Beginning with the line that contains "indicate the white pillar with a point" and continuing through the end of the records below, return those lines as a JSON list of strings, one string per line, leaving out any blank lines.

- RECORDS SUPPLIED -
☆ ☆ ☆

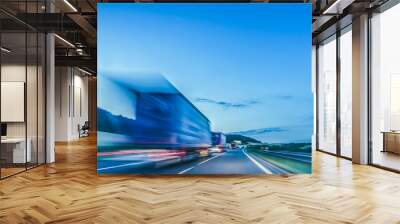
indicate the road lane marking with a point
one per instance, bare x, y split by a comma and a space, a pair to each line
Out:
118, 166
265, 170
186, 170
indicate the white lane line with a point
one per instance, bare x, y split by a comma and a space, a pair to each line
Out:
184, 171
123, 165
265, 170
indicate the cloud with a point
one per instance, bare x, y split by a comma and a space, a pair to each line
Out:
259, 131
228, 104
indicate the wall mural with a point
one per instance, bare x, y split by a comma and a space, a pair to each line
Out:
204, 88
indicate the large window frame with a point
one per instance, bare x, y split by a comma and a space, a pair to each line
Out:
35, 117
381, 9
337, 38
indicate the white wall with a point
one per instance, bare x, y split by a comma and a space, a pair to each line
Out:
71, 94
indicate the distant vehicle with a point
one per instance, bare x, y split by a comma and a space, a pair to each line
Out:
218, 142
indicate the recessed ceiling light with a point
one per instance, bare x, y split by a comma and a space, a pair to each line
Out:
84, 71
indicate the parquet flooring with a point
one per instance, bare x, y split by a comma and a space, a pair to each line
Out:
70, 191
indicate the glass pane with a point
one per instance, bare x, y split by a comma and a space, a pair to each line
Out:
327, 96
13, 89
41, 98
31, 98
346, 94
386, 89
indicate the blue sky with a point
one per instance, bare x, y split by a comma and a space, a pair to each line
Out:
247, 67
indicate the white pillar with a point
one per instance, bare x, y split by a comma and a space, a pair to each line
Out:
360, 90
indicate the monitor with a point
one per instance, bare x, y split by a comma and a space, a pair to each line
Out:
3, 129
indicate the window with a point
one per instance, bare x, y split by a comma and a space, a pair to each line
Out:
346, 92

☆ ☆ ☆

- TASK ANSWER -
[
  "indicate the white pillar with a point",
  "one per instance, bare x, y split by a comma and a space, a pair to each line",
  "Out:",
  "360, 90",
  "indicate the monitor with a point",
  "one per instance, bare x, y split by a comma and a space, a pair to each line",
  "Out:",
  "3, 129",
  "indicate the window with a point",
  "one per instance, bare x, y split by a comma and a space, a pair to each line",
  "Out:",
  "346, 92"
]